─── Information supplied
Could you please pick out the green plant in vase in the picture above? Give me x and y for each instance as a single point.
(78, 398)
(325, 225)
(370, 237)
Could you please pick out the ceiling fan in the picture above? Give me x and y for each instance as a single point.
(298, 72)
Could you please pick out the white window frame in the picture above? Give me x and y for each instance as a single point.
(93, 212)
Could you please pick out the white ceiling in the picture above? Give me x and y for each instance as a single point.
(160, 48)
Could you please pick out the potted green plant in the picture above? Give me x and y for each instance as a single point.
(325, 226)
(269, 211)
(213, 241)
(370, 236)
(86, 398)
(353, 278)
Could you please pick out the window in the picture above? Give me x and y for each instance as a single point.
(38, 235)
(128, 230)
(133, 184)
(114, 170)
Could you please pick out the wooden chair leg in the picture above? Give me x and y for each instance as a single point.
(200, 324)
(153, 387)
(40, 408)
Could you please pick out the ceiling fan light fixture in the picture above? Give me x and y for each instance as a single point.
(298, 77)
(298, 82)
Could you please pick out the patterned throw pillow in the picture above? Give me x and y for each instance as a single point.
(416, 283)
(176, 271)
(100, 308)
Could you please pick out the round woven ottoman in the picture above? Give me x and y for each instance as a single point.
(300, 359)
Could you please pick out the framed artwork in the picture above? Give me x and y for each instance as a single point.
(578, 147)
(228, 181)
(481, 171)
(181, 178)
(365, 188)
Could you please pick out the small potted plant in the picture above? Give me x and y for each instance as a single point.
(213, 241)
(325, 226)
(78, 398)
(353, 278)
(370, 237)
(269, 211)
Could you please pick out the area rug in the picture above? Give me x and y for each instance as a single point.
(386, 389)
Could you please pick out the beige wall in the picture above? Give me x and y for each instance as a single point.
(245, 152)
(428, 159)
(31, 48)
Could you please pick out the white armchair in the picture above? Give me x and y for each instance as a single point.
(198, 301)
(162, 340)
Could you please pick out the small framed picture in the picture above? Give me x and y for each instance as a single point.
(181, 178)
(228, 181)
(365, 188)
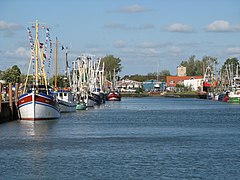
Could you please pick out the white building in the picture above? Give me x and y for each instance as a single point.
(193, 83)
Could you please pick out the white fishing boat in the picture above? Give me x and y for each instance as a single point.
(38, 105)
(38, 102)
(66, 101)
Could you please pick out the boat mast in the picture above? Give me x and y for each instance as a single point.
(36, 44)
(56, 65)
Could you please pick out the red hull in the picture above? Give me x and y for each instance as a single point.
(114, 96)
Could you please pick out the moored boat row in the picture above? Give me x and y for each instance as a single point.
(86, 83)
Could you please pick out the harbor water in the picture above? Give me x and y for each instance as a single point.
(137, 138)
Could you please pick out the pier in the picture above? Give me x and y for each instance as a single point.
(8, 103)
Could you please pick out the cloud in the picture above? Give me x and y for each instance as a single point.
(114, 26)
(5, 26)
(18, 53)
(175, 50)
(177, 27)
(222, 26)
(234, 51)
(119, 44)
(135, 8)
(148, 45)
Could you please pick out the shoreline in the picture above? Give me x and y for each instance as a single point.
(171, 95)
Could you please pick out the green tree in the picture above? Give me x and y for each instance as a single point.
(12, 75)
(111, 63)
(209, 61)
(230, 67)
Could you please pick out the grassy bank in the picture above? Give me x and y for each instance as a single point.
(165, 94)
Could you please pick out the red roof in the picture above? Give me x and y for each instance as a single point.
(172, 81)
──────
─── Information supplied
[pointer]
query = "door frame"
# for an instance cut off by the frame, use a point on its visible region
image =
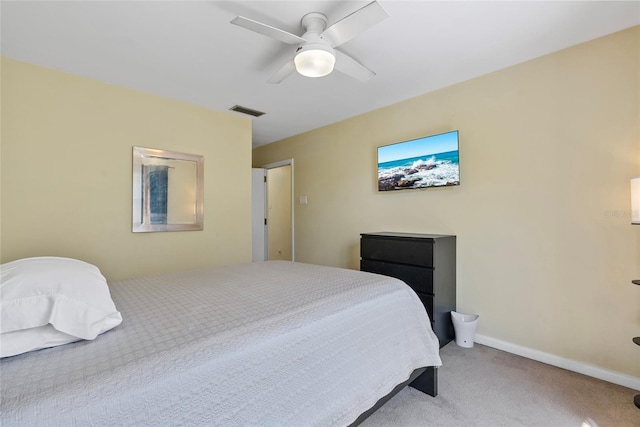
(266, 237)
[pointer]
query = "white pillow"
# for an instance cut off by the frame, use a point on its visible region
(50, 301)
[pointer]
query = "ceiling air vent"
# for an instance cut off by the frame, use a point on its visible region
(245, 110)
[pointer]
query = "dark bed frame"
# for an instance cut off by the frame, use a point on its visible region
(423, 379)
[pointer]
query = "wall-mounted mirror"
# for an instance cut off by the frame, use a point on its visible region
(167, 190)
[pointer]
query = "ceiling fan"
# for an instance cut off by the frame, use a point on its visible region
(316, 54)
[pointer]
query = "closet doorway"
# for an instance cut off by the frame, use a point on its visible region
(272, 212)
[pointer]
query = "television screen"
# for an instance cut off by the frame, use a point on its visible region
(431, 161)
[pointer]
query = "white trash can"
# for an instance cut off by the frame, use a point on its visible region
──────
─── Information supplied
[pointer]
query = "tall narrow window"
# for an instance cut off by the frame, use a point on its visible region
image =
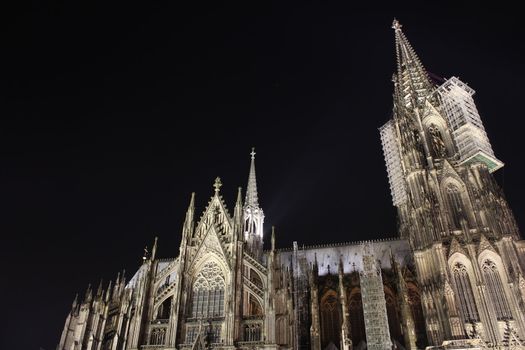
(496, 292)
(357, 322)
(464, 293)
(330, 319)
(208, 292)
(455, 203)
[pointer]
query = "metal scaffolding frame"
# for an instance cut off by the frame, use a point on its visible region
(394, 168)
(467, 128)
──────
**Task description**
List every line in the entries above that contains the string "query".

**Task result**
query = "door frame"
query = "white pillow"
query = "ceiling air vent"
query = "dark bed frame"
query = "wall-mounted mirror"
query = "ceiling fan"
query = "closet doorway"
query = "television screen"
query = "white trash can"
query = "tall narrow window"
query = "metal scaffolding frame"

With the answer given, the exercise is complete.